Problem
Lines outside the range are not wanted. Give again exactly the lines between the line holding "Query: flat hose line" and the line holding "Query: orange safety helmet", inclusive, from the listing below.

Information given
--*--
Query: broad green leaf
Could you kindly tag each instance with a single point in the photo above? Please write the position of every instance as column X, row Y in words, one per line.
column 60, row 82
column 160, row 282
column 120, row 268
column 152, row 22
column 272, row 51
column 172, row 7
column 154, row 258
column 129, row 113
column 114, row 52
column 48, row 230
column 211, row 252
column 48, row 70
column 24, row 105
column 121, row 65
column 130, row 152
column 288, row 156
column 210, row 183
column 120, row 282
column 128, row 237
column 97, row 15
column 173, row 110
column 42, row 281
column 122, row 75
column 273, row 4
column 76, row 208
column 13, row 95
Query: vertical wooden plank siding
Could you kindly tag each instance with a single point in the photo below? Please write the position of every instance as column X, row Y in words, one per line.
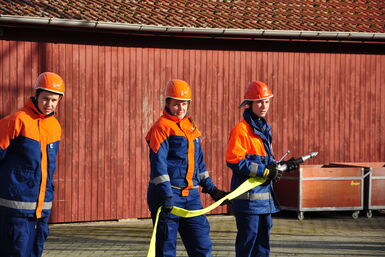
column 332, row 103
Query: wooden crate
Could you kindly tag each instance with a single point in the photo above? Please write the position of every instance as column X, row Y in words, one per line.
column 318, row 188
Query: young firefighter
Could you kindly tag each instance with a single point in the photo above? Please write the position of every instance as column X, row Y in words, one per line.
column 177, row 170
column 29, row 142
column 250, row 154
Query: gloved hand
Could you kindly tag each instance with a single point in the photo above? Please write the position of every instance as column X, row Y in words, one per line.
column 272, row 172
column 291, row 165
column 217, row 194
column 167, row 205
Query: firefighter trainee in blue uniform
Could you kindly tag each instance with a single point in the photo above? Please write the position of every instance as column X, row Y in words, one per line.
column 29, row 142
column 177, row 170
column 250, row 154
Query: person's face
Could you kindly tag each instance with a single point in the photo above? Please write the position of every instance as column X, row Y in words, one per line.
column 47, row 102
column 261, row 107
column 178, row 108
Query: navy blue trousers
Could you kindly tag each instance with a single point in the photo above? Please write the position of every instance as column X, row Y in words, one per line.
column 195, row 232
column 22, row 237
column 253, row 237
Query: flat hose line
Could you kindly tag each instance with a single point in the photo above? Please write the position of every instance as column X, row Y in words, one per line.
column 243, row 188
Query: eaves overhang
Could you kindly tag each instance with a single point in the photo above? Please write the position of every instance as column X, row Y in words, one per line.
column 192, row 31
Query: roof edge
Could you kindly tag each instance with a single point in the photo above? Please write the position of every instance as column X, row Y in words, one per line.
column 248, row 33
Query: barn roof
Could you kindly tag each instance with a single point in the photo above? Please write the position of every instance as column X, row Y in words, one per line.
column 364, row 16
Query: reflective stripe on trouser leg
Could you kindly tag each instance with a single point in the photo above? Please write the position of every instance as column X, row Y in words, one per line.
column 253, row 237
column 195, row 234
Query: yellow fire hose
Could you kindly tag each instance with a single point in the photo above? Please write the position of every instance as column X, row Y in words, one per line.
column 246, row 186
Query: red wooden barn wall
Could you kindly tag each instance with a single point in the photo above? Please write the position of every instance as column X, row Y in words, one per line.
column 332, row 103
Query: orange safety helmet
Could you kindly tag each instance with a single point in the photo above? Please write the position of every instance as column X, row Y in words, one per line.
column 51, row 82
column 178, row 89
column 256, row 90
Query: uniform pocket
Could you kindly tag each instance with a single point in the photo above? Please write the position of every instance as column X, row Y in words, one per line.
column 22, row 181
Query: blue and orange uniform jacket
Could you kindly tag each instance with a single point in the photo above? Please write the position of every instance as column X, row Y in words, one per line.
column 29, row 142
column 249, row 151
column 176, row 158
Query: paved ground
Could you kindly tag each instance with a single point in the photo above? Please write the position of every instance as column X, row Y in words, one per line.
column 319, row 234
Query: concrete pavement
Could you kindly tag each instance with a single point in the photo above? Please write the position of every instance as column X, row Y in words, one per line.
column 319, row 234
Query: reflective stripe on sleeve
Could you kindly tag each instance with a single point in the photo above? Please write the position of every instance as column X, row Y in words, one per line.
column 160, row 179
column 204, row 175
column 23, row 205
column 253, row 170
column 258, row 196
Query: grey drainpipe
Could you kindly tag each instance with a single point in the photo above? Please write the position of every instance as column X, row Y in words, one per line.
column 289, row 34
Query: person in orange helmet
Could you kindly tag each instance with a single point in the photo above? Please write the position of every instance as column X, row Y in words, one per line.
column 250, row 154
column 29, row 143
column 177, row 170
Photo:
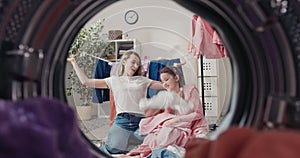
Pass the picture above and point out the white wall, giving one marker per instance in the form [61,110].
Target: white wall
[163,29]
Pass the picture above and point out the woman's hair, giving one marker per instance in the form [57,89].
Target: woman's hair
[172,70]
[125,56]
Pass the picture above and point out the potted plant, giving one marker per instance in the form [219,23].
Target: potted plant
[87,45]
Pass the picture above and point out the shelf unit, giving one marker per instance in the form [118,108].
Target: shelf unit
[210,86]
[120,46]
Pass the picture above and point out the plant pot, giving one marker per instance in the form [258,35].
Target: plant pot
[84,112]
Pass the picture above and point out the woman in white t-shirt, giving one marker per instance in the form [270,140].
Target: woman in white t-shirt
[128,87]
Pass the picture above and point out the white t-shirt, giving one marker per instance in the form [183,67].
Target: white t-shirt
[128,91]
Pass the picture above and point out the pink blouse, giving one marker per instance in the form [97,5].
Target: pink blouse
[177,133]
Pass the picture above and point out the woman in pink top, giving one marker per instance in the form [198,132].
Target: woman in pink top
[178,122]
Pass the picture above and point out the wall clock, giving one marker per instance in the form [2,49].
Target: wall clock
[131,17]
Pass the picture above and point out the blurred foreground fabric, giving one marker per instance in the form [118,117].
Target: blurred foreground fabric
[247,143]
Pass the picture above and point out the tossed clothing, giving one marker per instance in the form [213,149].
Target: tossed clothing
[177,133]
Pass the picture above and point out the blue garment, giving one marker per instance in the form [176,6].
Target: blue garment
[160,152]
[102,70]
[122,134]
[154,72]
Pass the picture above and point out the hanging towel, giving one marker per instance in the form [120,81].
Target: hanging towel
[154,72]
[102,70]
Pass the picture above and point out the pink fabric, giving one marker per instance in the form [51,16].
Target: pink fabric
[202,42]
[245,142]
[177,133]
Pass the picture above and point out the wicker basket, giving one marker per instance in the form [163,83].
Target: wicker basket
[114,34]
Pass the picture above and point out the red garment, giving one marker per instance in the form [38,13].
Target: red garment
[205,40]
[247,143]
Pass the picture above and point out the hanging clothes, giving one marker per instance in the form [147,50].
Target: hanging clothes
[205,40]
[154,72]
[102,70]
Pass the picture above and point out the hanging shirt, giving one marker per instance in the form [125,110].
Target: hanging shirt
[128,91]
[202,42]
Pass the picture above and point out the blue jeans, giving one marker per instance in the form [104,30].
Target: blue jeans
[123,134]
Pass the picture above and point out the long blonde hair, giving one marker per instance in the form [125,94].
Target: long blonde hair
[125,56]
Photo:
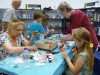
--*--
Solution to this exercise
Query: flat hose line
Could you kindly tag each instance with a single point in the photo above? Please write the position of every instance as column X, row Y in words, one per line.
column 243, row 188
Query: eaves overhang
Could you kindly tag each instance with a single point in the photo above? Please write the position of every instance as column X, row Y in words, one per line.
column 192, row 31
Query: roof edge
Could you kindly tag each instance with a single point in the photo above? Please write the position of every instance as column X, row Y in words, one per line.
column 248, row 33
Query: barn roof
Could you kindly tag each instance with a single point in the photo above? Please write the position of every instance as column X, row Y in words, one per line.
column 364, row 16
Query: reflective stripe on trouser leg
Could you kindly tag each instance with a single point in the photo above? Please write the position of every instance as column X, row Y in words, one per line.
column 253, row 237
column 195, row 234
Query: yellow fire hose
Could you kindly tag each instance with a single point in the photo above? Please write the position of every instance as column X, row Y in words, one per line.
column 246, row 186
Query: red wooden barn wall
Could you kindly tag each instance with a single point in the photo above? Please write the position of every instance as column X, row Y in words, one per line.
column 332, row 103
Query: orange safety helmet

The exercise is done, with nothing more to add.